__TASK__
Can you show each line from the records below that contains the word "green", copied in full? Treat uppercase and lowercase as different.

__MATERIAL PROVIDED__

+--

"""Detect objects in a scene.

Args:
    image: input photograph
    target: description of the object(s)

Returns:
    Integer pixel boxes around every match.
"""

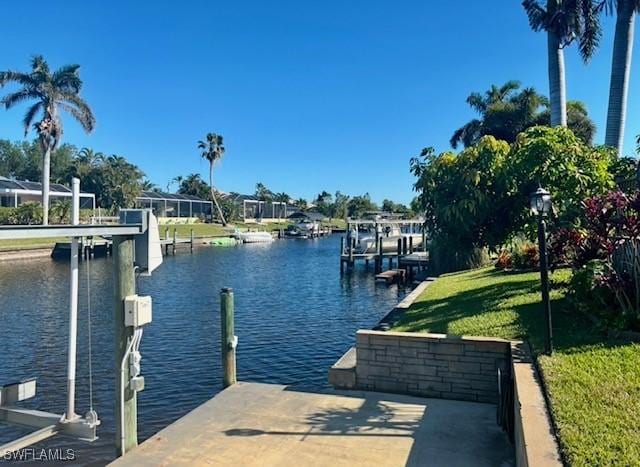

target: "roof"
[223,193,285,204]
[136,191,211,203]
[287,211,326,221]
[0,176,93,197]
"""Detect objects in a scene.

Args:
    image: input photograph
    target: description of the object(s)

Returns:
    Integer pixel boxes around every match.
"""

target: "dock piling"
[172,227,178,256]
[376,236,384,274]
[220,287,238,388]
[112,236,138,455]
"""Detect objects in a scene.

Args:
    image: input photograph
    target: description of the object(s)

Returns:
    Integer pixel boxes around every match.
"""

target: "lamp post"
[530,187,553,355]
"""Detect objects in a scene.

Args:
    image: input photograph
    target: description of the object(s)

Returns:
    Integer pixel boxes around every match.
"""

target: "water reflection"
[0,236,404,465]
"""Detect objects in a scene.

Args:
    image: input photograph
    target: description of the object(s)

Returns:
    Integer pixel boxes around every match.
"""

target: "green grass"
[395,268,640,466]
[0,238,60,251]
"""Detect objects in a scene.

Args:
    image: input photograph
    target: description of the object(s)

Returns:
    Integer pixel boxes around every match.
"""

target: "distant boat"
[235,232,273,243]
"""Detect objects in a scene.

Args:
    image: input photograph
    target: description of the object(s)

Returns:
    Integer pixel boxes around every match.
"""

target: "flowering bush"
[550,191,640,329]
[496,250,513,269]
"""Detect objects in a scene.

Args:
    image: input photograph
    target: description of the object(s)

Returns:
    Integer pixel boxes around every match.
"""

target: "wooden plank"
[113,236,138,453]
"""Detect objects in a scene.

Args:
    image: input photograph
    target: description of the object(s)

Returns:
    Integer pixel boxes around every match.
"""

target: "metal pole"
[220,287,238,388]
[538,216,553,355]
[65,178,80,420]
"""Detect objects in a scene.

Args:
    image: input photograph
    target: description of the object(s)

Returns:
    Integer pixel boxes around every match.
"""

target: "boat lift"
[0,178,162,458]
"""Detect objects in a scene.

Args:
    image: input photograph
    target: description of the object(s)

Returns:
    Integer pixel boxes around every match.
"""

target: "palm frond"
[59,92,96,133]
[467,92,487,114]
[522,0,549,31]
[31,55,50,75]
[0,88,41,109]
[0,70,35,88]
[22,101,42,137]
[51,65,82,94]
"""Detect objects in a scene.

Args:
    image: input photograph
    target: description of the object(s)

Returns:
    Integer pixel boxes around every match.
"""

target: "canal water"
[0,235,405,465]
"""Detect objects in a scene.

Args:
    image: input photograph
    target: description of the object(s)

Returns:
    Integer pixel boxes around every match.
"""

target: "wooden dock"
[340,237,429,284]
[376,269,407,284]
[111,383,513,467]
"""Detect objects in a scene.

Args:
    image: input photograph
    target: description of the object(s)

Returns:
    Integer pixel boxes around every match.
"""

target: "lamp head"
[530,187,551,217]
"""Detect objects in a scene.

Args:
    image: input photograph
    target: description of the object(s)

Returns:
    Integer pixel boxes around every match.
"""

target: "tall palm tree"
[522,0,603,126]
[604,0,640,155]
[198,133,227,226]
[0,55,96,225]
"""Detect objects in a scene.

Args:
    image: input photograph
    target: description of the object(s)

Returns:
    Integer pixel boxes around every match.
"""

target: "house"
[135,191,213,223]
[226,194,298,223]
[0,176,96,210]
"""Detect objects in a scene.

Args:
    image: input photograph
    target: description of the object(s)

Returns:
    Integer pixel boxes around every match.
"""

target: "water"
[0,236,404,465]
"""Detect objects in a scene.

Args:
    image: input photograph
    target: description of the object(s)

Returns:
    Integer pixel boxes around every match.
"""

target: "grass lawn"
[0,238,60,251]
[394,268,640,466]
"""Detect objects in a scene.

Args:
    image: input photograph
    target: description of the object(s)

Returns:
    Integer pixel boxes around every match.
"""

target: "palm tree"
[167,175,184,191]
[522,0,603,126]
[449,81,520,149]
[198,133,227,226]
[0,55,96,225]
[604,0,640,155]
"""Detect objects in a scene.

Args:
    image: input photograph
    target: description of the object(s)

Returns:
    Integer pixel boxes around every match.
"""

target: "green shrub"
[429,237,491,275]
[0,203,42,225]
[496,250,513,269]
[511,242,540,269]
[569,259,625,329]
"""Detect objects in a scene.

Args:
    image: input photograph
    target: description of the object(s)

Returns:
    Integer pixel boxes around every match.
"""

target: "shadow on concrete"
[223,388,514,467]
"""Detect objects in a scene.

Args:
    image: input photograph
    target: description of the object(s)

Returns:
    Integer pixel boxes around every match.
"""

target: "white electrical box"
[124,295,151,328]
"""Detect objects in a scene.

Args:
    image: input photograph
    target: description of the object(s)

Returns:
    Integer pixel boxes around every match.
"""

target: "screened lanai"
[0,176,96,209]
[136,191,213,220]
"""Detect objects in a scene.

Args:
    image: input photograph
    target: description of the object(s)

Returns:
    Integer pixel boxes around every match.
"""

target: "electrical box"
[124,295,151,328]
[120,209,162,276]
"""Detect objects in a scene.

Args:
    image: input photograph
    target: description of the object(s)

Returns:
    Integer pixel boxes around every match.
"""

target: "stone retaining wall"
[355,330,511,403]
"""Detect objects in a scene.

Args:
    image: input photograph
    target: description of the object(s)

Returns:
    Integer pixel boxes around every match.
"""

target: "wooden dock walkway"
[376,269,406,284]
[111,383,513,467]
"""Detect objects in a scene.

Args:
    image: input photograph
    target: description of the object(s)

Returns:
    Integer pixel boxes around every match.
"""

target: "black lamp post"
[531,187,553,354]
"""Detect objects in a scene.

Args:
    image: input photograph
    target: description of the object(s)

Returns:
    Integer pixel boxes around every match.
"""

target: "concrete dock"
[111,383,514,467]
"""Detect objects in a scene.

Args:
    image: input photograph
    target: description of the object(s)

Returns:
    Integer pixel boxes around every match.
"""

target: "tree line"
[522,0,640,155]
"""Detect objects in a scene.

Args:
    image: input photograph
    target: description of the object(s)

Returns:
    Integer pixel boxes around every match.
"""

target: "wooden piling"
[112,236,138,454]
[349,238,356,267]
[220,287,236,388]
[376,236,384,274]
[172,227,177,256]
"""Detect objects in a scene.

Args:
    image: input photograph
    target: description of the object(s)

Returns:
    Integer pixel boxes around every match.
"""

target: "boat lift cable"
[85,254,93,412]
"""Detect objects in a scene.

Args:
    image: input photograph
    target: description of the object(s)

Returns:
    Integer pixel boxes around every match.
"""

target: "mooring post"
[112,236,138,455]
[220,287,238,388]
[349,238,356,267]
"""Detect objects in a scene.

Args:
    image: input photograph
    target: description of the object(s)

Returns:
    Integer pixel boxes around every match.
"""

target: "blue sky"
[0,0,640,202]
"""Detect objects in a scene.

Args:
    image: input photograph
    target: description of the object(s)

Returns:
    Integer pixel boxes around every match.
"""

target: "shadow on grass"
[396,269,623,353]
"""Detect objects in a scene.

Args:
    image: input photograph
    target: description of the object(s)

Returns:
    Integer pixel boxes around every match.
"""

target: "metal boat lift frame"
[0,219,147,456]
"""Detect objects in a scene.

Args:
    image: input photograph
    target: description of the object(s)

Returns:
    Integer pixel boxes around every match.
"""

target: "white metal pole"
[66,178,80,420]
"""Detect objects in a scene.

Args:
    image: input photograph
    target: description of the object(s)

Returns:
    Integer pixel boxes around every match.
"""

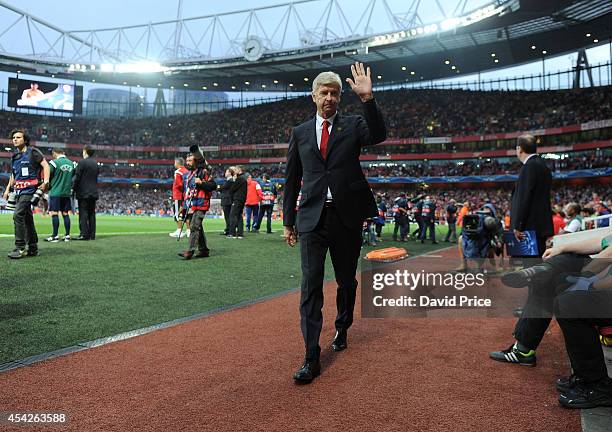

+--

__FINAL RESULT__
target: "green grass"
target: "green shrub"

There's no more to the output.